What you have to do: Reproduce the passage of the Belebathan text between "Belebathan is a" and "West Bengal, India.", inclusive, with no changes.

Selected excerpt:
========================================

- Belebathan Location in West Bengal, India Belebathan Belebathan (India)
- Coordinates: 23°38′19″N 87°03′52″E﻿ / ﻿23.638715°N 87.064426°E
- Country: India
- State: West Bengal
- District: Paschim Bardhaman

Area
- • Total: 2.95 km^{2} (1.14 sq mi)

Population (2011)
- • Total: 4,459
- • Density: 1,510/km^{2} (3,910/sq mi)

Languages*
- • Official: Bengali, Hindi, English
- Time zone: UTC+5:30 (IST)
- PIN: 713323
- Telephone code: 0341
- Vehicle registration: WB
- Website: paschimbardhaman.co.in

= Belebathan =

Belebathan is a census town in the Raniganj CD block in the Asansol Sadar subdivision of the Paschim Bardhaman district in the state of West Bengal, India.

==Geography==

===Location===
Belebathan is located at .

Jemari (J.K. Nagar Township), Belebathan, Murgathaul, Amkula, Egara, Sahebganj, Raghunathchak and Ballavpur form a cluster of census towns on the western and southern side of Raniganj. Banshra and Baktarnagar are adjacent to Raniganj on the eastern side.

========================================

Dataset excerpts:
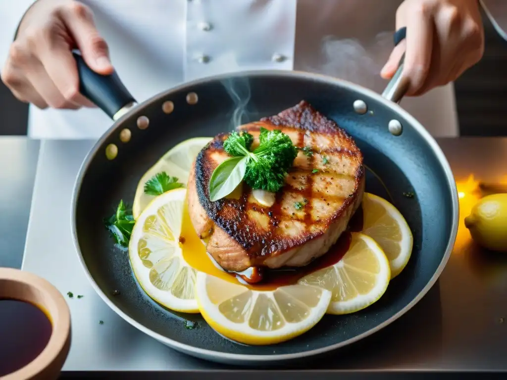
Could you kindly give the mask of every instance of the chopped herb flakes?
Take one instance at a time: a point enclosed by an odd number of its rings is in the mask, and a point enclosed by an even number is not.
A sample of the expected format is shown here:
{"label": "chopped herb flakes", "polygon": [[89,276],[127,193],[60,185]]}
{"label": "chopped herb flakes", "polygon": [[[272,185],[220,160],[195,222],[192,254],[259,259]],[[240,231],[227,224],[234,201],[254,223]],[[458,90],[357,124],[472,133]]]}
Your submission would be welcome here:
{"label": "chopped herb flakes", "polygon": [[311,146],[305,146],[301,150],[303,150],[303,153],[307,157],[311,157],[313,156],[313,150],[312,150]]}
{"label": "chopped herb flakes", "polygon": [[187,330],[193,330],[197,327],[197,322],[193,321],[185,321],[185,328]]}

========================================

Exercise solution:
Belebathan is a census town in the Raniganj CD block in the Asansol Sadar subdivision of the Paschim Bardhaman district in the state of West Bengal, India.